Start of Data provided

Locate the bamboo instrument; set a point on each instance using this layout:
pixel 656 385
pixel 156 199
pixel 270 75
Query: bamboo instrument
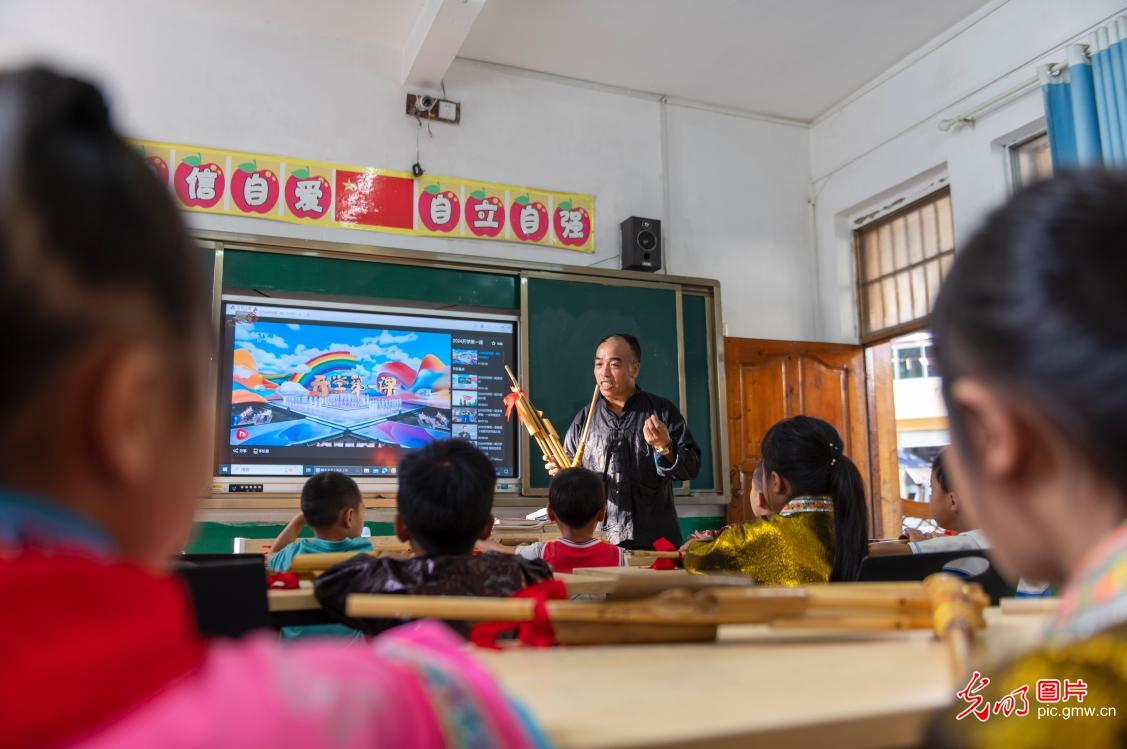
pixel 586 429
pixel 541 429
pixel 944 604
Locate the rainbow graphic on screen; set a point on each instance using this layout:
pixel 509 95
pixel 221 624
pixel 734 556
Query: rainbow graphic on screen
pixel 325 364
pixel 305 384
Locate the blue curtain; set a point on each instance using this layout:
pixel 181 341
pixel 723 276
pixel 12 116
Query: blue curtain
pixel 1085 100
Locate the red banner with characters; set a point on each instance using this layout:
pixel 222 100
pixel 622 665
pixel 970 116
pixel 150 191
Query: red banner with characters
pixel 280 188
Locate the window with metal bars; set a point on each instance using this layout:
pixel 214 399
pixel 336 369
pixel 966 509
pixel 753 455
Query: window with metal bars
pixel 902 259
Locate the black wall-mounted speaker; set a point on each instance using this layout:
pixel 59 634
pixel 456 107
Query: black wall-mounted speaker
pixel 641 243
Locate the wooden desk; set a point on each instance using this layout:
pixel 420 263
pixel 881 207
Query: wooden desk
pixel 301 599
pixel 754 687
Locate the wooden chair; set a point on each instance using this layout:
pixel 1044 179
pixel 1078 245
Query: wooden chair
pixel 228 591
pixel 972 564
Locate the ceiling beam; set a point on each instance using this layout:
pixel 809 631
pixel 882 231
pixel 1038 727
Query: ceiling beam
pixel 438 34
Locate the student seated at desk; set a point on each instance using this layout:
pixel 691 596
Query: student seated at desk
pixel 949 513
pixel 331 505
pixel 1031 339
pixel 577 504
pixel 103 454
pixel 444 505
pixel 816 531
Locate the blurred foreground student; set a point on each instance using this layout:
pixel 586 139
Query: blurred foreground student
pixel 1031 338
pixel 103 455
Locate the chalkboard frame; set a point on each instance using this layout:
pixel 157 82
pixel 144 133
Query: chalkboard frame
pixel 219 241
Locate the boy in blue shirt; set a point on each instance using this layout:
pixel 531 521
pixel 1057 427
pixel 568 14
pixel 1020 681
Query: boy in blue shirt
pixel 334 508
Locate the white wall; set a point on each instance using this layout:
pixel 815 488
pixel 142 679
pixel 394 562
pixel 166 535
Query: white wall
pixel 887 135
pixel 178 73
pixel 738 213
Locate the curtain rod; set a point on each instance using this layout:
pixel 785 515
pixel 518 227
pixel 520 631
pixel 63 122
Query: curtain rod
pixel 969 117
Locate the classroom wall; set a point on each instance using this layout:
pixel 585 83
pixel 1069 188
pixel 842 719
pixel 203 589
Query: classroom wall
pixel 885 140
pixel 739 213
pixel 197 73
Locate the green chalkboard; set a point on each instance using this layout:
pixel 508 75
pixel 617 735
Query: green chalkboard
pixel 282 272
pixel 566 321
pixel 698 384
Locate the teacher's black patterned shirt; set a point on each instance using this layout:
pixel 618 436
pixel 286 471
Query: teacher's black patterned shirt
pixel 639 482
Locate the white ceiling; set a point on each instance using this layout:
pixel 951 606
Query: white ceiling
pixel 382 23
pixel 786 58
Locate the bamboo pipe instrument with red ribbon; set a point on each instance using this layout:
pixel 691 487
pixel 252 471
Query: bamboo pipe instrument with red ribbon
pixel 540 427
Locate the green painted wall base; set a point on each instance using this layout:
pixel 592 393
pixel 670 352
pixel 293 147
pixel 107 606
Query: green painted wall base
pixel 219 537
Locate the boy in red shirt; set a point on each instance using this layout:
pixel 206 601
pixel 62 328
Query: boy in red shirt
pixel 577 504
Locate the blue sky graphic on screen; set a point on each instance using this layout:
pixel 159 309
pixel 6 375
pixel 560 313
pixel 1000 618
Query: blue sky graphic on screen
pixel 301 384
pixel 308 389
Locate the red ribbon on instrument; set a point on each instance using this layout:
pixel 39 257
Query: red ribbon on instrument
pixel 538 632
pixel 664 545
pixel 282 581
pixel 511 401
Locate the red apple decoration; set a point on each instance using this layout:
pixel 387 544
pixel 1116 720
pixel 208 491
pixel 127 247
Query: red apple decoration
pixel 485 215
pixel 158 167
pixel 573 225
pixel 529 220
pixel 254 189
pixel 438 210
pixel 307 197
pixel 198 185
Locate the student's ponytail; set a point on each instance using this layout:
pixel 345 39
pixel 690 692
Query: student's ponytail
pixel 851 520
pixel 807 453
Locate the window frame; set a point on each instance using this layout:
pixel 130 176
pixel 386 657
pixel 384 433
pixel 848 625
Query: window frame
pixel 1012 157
pixel 861 285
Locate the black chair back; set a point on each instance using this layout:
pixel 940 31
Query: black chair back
pixel 972 564
pixel 228 591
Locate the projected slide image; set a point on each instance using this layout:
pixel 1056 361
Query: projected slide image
pixel 466 382
pixel 295 384
pixel 466 416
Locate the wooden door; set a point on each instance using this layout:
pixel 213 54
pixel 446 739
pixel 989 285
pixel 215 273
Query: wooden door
pixel 770 380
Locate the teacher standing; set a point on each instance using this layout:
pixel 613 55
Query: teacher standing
pixel 639 444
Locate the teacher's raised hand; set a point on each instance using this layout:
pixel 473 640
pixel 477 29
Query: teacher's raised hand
pixel 657 435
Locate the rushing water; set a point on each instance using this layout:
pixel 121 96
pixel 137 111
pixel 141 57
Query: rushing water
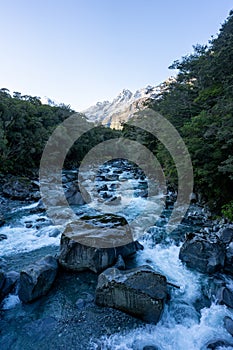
pixel 188 322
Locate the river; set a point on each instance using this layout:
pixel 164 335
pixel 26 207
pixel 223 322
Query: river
pixel 57 321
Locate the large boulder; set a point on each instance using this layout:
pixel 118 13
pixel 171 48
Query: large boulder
pixel 8 282
pixel 140 292
pixel 20 188
pixel 228 323
pixel 74 196
pixel 204 254
pixel 228 266
pixel 2 220
pixel 90 246
pixel 37 279
pixel 226 235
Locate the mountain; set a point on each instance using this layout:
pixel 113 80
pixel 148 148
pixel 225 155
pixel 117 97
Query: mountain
pixel 123 107
pixel 48 101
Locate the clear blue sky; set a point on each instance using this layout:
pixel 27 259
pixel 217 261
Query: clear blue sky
pixel 83 51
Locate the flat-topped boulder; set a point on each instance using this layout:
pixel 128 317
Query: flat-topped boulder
pixel 140 292
pixel 37 279
pixel 94 243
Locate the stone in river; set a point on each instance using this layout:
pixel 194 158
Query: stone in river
pixel 202 253
pixel 37 279
pixel 95 243
pixel 140 292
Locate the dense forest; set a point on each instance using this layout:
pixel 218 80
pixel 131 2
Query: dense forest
pixel 25 127
pixel 198 102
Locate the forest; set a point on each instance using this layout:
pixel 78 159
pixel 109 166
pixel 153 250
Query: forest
pixel 198 102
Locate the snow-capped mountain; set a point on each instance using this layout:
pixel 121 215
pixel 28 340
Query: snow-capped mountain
pixel 48 101
pixel 123 106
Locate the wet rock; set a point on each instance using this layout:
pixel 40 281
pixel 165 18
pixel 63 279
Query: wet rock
pixel 120 264
pixel 140 292
pixel 226 235
pixel 80 303
pixel 228 323
pixel 225 296
pixel 73 195
pixel 202 253
pixel 2 237
pixel 2 279
pixel 228 265
pixel 111 177
pixel 103 188
pixel 40 208
pixel 37 279
pixel 54 232
pixel 2 220
pixel 95 243
pixel 41 328
pixel 11 279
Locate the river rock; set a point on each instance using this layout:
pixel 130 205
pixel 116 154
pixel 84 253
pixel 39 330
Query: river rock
pixel 20 188
pixel 140 292
pixel 37 279
pixel 87 246
pixel 2 278
pixel 228 266
pixel 120 264
pixel 2 220
pixel 73 195
pixel 202 253
pixel 226 235
pixel 228 323
pixel 2 237
pixel 11 279
pixel 7 283
pixel 225 296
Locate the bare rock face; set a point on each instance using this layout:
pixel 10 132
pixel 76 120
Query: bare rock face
pixel 37 279
pixel 88 246
pixel 140 292
pixel 204 254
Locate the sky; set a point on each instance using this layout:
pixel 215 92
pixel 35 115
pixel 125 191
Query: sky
pixel 79 52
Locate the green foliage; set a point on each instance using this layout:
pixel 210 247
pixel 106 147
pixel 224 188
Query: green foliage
pixel 199 103
pixel 25 127
pixel 227 211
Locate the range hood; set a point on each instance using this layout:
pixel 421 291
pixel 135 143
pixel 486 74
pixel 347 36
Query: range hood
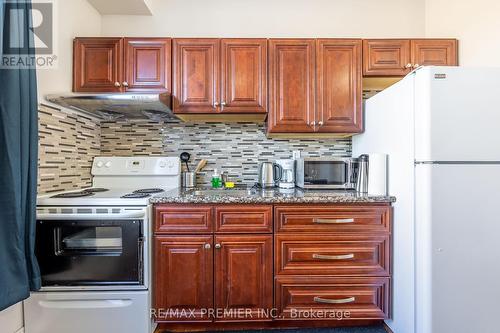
pixel 118 106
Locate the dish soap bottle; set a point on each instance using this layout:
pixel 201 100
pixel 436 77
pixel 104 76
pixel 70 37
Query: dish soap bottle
pixel 216 180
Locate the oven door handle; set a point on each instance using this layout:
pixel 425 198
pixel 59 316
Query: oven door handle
pixel 61 216
pixel 86 304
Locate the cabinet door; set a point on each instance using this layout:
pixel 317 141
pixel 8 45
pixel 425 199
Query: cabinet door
pixel 244 75
pixel 339 86
pixel 183 278
pixel 386 57
pixel 291 85
pixel 244 275
pixel 147 64
pixel 196 75
pixel 439 52
pixel 97 64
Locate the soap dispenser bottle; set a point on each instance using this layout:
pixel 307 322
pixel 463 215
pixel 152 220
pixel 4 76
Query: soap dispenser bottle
pixel 216 179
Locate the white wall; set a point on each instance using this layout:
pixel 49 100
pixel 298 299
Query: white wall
pixel 474 23
pixel 11 319
pixel 74 18
pixel 273 18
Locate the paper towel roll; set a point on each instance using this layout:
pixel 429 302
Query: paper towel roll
pixel 377 174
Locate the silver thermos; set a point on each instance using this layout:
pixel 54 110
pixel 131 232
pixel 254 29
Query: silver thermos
pixel 362 179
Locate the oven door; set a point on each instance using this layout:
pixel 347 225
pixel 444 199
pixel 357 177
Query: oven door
pixel 90 252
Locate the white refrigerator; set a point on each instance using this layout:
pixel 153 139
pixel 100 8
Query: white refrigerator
pixel 441 129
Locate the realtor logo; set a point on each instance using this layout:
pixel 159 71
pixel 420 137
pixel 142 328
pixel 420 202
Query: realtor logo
pixel 20 35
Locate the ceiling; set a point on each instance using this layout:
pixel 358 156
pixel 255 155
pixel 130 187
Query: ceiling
pixel 122 7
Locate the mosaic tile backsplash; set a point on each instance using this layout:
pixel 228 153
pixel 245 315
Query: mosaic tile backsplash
pixel 69 141
pixel 67 145
pixel 236 148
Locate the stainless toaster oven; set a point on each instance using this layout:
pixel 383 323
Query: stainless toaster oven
pixel 326 173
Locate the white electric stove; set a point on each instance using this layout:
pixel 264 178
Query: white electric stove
pixel 93 249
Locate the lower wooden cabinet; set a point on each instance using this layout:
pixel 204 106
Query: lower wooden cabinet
pixel 244 275
pixel 299 254
pixel 189 270
pixel 322 262
pixel 317 297
pixel 183 277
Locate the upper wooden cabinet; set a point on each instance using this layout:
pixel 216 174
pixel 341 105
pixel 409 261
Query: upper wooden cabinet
pixel 244 75
pixel 440 52
pixel 339 86
pixel 315 86
pixel 292 85
pixel 397 57
pixel 386 57
pixel 147 64
pixel 196 75
pixel 97 64
pixel 121 65
pixel 220 75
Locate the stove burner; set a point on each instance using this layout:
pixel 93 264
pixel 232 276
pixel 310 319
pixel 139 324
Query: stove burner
pixel 149 190
pixel 135 196
pixel 83 193
pixel 96 189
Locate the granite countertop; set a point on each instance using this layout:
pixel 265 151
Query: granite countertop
pixel 252 195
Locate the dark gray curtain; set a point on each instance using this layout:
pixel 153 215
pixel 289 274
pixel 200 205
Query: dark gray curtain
pixel 19 271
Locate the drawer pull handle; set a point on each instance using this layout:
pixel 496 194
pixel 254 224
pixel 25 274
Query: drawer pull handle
pixel 350 220
pixel 338 257
pixel 334 301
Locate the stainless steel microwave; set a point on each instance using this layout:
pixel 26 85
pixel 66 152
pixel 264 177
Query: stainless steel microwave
pixel 326 173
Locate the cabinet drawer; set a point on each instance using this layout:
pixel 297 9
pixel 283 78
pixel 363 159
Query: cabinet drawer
pixel 243 219
pixel 182 219
pixel 318 298
pixel 363 219
pixel 332 255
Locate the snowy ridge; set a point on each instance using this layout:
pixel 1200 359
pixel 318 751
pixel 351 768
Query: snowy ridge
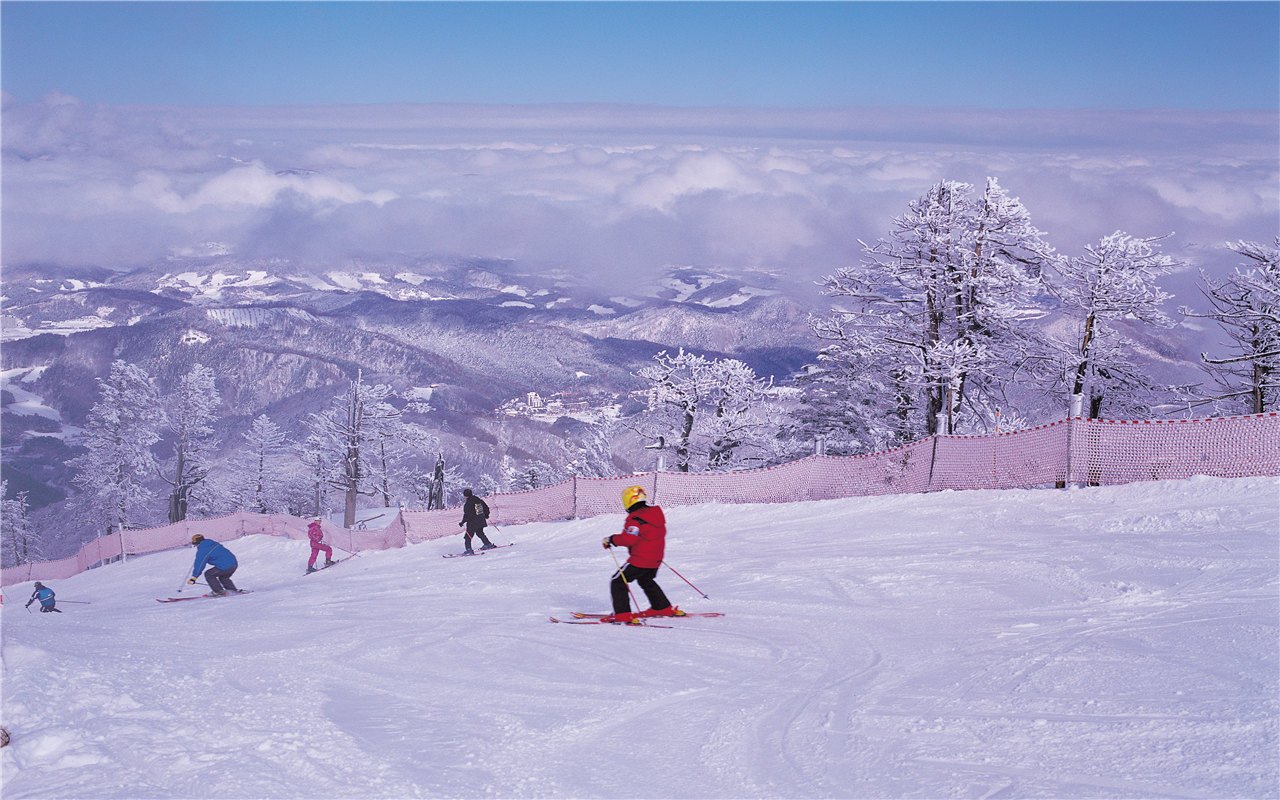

End of Data provided

**Exercise task**
Return everything from the start of the listing down to the line containing "pixel 438 34", including that line. Copy these lines exactly and leave the pictures out.

**Response to this task**
Locate the bamboo instrument; set a point on each instance using this layout:
pixel 656 385
pixel 156 199
pixel 270 75
Query: bamboo instrument
pixel 586 429
pixel 541 429
pixel 944 604
Locate the rainbow graphic on screen; set a point on each instance using this layout:
pixel 509 95
pixel 221 624
pixel 734 556
Query: rainbow graphic on screen
pixel 325 364
pixel 305 384
Locate the blue curtain; set a point on each instance using this layout:
pixel 181 341
pixel 723 276
pixel 12 116
Query: blue curtain
pixel 1085 100
Locate the red banner with characters; set a point on each instance using this layout:
pixel 222 100
pixel 622 665
pixel 970 116
pixel 150 191
Query: red banner with characters
pixel 280 188
Locate the window with metal bars; set a point on each instance using this layout:
pixel 214 399
pixel 336 369
pixel 966 509
pixel 753 455
Query: window with metal bars
pixel 902 259
Locate the black wall-mounted speaker; set a point on each instance using this layout:
pixel 59 634
pixel 456 107
Query: black wall-mounted speaker
pixel 641 243
Locate the wooden desk; set a point on each instance using this layout:
pixel 420 263
pixel 881 207
Query: wooden desk
pixel 301 599
pixel 754 687
Locate the wooden chair; set a point on each instance using this layout:
pixel 1044 179
pixel 1078 245
Query: wooden chair
pixel 228 591
pixel 972 564
Locate the ceiling beam; set a point on each instance using this layout:
pixel 809 631
pixel 882 231
pixel 1038 727
Query: ceiling beam
pixel 438 34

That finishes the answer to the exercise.